* _BRIEF_
Every record that follows must be given again exactly.

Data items
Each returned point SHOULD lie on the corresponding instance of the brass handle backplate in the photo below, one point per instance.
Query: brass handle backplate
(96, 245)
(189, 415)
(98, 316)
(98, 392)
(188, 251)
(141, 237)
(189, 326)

* _YOUR SOLUTION_
Each returned point SHOULD lie on the corresponding instance of the brass handle backplate in the photo below, one point per instance.
Query: brass handle backplate
(96, 245)
(189, 415)
(98, 316)
(98, 392)
(188, 251)
(141, 237)
(189, 326)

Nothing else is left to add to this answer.